Write out, word for word, only the lines from the one containing "the hockey goalie" through the final line of the data.

— Begin —

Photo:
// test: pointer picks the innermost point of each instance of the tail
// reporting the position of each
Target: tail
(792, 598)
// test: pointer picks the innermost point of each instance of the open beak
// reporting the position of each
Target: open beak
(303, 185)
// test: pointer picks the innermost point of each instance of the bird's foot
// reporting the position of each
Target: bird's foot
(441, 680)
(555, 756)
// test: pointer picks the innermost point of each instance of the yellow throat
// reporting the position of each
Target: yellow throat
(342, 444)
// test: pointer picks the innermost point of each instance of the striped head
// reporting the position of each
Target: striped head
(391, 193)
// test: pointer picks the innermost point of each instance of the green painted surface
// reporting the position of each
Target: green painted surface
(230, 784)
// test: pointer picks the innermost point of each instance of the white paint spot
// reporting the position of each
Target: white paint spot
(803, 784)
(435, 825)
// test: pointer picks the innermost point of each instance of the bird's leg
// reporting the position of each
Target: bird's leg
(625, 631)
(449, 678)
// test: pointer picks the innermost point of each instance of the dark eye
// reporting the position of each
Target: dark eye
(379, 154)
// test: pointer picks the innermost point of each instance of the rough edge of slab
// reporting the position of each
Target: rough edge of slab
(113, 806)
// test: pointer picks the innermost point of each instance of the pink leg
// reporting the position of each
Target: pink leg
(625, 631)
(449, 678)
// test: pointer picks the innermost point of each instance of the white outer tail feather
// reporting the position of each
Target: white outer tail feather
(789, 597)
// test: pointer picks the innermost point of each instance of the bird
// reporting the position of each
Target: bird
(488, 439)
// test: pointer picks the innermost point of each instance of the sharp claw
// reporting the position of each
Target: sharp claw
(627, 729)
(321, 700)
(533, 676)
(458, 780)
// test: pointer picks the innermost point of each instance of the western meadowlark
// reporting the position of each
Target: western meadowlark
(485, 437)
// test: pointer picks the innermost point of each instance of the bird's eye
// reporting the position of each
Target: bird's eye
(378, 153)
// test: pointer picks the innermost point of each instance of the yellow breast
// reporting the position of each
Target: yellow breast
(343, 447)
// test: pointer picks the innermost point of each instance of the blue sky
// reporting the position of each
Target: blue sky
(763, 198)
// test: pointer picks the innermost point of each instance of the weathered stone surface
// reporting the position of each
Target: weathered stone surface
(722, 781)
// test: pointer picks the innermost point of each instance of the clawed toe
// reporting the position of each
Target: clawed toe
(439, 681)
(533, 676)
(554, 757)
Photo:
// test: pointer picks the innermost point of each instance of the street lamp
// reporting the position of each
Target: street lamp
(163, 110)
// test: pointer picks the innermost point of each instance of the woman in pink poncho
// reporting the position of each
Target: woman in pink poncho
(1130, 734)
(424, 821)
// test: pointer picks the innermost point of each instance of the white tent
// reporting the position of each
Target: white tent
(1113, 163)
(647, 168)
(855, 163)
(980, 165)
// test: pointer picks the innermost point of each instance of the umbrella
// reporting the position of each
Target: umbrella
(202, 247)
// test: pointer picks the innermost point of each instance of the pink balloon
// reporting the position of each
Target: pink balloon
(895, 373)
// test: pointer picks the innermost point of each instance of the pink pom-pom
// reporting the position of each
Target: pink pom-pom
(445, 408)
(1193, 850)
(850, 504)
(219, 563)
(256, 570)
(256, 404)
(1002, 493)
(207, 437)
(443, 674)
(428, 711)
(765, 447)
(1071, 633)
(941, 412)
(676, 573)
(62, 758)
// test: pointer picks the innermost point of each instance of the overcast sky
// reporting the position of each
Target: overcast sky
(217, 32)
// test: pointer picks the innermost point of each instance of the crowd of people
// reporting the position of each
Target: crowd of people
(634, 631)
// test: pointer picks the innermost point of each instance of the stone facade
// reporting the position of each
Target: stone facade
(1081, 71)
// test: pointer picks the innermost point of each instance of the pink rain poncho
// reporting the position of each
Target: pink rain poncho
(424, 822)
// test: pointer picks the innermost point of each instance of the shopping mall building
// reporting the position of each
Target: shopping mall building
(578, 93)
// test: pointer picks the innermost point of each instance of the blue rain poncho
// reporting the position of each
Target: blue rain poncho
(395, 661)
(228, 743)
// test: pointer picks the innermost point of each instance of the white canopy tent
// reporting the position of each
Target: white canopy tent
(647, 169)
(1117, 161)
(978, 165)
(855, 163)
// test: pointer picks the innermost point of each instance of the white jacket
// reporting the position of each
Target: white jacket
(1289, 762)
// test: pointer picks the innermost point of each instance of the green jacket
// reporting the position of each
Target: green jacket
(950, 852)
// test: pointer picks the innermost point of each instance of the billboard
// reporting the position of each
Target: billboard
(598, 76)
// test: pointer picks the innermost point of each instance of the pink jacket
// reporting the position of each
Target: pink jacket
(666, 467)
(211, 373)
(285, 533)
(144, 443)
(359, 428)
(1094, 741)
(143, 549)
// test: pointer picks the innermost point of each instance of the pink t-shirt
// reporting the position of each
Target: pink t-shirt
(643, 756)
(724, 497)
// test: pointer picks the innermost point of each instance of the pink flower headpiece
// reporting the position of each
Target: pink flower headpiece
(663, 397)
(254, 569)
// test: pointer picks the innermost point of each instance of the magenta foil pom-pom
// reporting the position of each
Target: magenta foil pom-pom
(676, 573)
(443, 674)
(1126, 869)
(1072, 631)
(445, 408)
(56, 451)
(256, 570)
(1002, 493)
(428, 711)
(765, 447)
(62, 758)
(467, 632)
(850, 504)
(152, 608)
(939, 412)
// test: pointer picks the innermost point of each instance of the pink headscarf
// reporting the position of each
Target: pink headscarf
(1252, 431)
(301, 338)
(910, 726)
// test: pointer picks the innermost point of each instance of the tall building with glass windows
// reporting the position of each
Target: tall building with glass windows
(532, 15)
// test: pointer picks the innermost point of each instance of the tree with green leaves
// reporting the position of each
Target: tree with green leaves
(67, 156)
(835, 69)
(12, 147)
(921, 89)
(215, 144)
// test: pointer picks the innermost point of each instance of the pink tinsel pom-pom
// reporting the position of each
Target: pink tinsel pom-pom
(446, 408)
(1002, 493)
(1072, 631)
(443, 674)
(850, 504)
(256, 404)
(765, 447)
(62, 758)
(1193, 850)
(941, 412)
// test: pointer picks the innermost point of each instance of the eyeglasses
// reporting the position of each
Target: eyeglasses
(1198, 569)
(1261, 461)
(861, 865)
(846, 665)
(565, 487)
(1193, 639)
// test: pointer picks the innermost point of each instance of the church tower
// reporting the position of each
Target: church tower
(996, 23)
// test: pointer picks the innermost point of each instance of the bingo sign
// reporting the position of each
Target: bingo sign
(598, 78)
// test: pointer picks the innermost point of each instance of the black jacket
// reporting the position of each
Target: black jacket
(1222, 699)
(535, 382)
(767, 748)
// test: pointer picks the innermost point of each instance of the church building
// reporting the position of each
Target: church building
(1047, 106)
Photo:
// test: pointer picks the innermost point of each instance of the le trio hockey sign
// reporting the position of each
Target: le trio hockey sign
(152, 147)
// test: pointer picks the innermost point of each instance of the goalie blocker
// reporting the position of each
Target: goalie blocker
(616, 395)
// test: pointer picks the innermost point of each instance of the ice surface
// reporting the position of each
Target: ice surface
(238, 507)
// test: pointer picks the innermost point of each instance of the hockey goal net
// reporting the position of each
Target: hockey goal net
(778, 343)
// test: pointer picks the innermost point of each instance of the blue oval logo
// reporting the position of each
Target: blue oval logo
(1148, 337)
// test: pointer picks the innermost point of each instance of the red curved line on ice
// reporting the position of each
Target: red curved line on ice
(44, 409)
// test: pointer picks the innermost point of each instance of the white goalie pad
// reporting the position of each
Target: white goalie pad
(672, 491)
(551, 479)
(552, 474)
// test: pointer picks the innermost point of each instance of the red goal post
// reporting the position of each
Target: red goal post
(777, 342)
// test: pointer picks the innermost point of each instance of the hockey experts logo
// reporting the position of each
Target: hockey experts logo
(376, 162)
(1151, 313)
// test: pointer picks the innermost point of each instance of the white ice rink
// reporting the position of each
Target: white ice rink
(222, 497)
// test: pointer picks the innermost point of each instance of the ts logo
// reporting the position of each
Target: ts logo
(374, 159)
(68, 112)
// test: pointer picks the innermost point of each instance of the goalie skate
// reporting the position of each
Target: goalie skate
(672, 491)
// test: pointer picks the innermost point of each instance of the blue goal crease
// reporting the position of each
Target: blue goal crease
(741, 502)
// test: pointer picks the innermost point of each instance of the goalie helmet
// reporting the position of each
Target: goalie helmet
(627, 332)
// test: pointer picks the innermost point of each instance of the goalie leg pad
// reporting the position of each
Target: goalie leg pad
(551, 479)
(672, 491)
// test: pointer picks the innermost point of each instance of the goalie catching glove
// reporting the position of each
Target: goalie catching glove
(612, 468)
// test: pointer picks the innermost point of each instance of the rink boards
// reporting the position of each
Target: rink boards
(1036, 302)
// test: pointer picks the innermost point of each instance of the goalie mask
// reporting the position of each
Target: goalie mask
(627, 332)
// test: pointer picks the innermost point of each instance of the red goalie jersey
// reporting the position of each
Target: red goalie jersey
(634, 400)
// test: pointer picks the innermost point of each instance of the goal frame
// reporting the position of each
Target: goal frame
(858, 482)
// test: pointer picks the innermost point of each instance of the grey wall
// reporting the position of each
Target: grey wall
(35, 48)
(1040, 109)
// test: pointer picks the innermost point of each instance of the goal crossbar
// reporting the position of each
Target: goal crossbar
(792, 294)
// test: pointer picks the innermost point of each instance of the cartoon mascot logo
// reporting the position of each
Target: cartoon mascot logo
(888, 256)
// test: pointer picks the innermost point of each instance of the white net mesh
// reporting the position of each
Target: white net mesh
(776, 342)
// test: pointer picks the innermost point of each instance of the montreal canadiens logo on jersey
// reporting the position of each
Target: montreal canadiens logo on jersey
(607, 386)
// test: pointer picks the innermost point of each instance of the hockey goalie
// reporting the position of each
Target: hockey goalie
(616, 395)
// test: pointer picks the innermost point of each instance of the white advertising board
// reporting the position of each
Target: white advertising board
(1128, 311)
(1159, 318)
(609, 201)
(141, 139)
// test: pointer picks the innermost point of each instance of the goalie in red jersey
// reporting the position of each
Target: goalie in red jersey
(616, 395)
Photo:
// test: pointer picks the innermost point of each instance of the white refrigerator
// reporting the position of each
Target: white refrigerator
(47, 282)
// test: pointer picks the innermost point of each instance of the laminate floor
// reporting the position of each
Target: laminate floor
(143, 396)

— End —

Worked answer:
// test: pointer picks the innermost point of each instance of the hockey goalie
// reporting the position of each
Target: hockey goalie
(616, 395)
// test: pointer picks the innermost point of each instance of the white advertising board
// reporting the position of each
Target: white advertising board
(1128, 311)
(1159, 318)
(609, 201)
(141, 139)
// test: pointer picks the innermost point of each instance of the goalie in red jersey
// reporting the position of each
Target: goalie in red jersey
(616, 395)
Photo:
// test: pointer picks the innermost point of each instance of the white refrigerator
// reporting the position of each
Target: white refrigerator
(47, 282)
// test: pointer picks the innermost point of each instance of the laminate floor
// reporting the position of each
Target: laminate floor
(143, 396)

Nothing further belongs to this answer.